Re: Huge matrix

Debasish Das Thu, 18 Sep 2014 14:33:59 -0700

I am still a bit confused whether numbers like these can be aggregated as
double:


iVal * jVal / (math.min(sg, colMags(i)) * math.min(sg, colMags(j))

It should be aggregated using something like List[iVal*jVal, colMags(i),
colMags(j)]

I am not sure Algebird can aggregate deterministically over Double...







On Thu, Sep 18, 2014 at 2:08 PM, Reza Zadeh <r...@databricks.com> wrote:

> Hi Deb,
> I am currently seeding the algorithm to be pseudo-random, this is an issue
> being addressed in the PR. If you pull the current version it will be
> deterministic, but not potentially not pseudo-random. The PR will updated
> today.
> Best,
> Reza
>
> On Thu, Sep 18, 2014 at 2:06 PM, Debasish Das <debasish.da...@gmail.com>
> wrote:
>
>> Hi Reza,
>>
>> Have you tested if different runs of the algorithm produce different
>> similarities (basically if the algorithm is deterministic) ?
>>
>> This number does not look like a Monoid aggregation...iVal * jVal /
>> (math.min(sg, colMags(i)) * math.min(sg, colMags(j))
>>
>> I am noticing some weird behavior as different runs are changing the
>> results...
>>
>> Also can columnMagnitudes produce non-deterministic results ?
>>
>> Thanks.
>>
>> Deb
>>
>> On Thu, Sep 18, 2014 at 10:34 AM, Reza Zadeh <r...@databricks.com> wrote:
>>
>>> Hi Deb,
>>>
>>> I am not templating RowMatrix/CoordinateMatrix since that would be a big
>>> deviation from the PR. We can add jaccard and other similarity measures in
>>> later PRs.

# Problem description
Reproduce, word for word, everything in the matrix thread above from "Debasish Das Thu, 18" down to "deterministically over Double...".

[Rows from an object pointing dataset]
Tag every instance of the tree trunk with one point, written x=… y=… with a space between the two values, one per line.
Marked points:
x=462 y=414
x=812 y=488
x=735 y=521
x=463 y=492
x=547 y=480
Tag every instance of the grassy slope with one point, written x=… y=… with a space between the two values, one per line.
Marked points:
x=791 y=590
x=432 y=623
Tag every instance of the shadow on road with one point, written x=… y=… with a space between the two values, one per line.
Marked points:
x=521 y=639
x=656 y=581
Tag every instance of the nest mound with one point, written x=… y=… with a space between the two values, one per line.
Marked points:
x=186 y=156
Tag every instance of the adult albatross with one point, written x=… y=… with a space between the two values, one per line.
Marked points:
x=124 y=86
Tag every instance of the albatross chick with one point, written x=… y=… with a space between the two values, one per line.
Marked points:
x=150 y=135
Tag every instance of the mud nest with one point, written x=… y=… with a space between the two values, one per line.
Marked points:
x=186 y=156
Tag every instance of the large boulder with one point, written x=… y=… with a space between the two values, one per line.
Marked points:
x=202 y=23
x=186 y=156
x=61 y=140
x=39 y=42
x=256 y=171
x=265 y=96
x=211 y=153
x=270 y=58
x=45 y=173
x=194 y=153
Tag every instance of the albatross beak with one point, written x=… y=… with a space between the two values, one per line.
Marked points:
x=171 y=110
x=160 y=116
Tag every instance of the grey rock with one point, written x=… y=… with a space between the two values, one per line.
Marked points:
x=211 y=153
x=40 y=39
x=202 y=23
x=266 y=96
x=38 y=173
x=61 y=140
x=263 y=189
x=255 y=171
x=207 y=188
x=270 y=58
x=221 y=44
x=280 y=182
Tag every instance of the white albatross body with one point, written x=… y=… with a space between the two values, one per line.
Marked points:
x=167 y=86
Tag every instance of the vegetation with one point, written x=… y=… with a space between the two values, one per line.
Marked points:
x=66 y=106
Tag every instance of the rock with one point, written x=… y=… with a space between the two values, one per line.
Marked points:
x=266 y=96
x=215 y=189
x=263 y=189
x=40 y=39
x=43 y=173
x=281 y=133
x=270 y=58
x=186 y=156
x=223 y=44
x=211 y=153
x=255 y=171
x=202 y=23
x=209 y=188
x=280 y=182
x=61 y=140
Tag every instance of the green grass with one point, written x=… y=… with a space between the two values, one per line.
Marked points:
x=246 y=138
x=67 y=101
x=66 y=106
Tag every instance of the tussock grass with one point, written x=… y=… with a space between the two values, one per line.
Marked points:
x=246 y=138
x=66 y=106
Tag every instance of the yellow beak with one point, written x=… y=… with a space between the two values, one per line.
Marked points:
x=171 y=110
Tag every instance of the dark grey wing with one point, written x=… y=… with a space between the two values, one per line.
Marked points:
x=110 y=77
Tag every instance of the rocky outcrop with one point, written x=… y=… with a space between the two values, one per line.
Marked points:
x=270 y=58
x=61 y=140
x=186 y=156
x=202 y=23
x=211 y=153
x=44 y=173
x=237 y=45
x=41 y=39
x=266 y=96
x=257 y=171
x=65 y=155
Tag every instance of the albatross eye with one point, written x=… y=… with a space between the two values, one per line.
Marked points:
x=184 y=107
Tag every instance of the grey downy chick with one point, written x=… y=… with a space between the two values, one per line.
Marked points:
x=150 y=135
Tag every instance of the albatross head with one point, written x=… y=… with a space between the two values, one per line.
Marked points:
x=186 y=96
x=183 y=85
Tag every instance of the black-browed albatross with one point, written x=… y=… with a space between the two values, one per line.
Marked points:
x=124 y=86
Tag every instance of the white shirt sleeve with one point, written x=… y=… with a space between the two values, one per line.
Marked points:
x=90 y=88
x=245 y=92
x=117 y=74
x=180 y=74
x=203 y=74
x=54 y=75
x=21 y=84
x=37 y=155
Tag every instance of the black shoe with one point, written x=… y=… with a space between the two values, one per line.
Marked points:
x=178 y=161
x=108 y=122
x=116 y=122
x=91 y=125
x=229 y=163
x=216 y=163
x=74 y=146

# Final result
Debasish Das Thu, 18 Sep 2014 14:33:59 -0700

I am still a bit confused whether numbers like these can be aggregated as
double:


iVal * jVal / (math.min(sg, colMags(i)) * math.min(sg, colMags(j))

It should be aggregated using something like List[iVal*jVal, colMags(i),
colMags(j)]

I am not sure Algebird can aggregate deterministically over Double...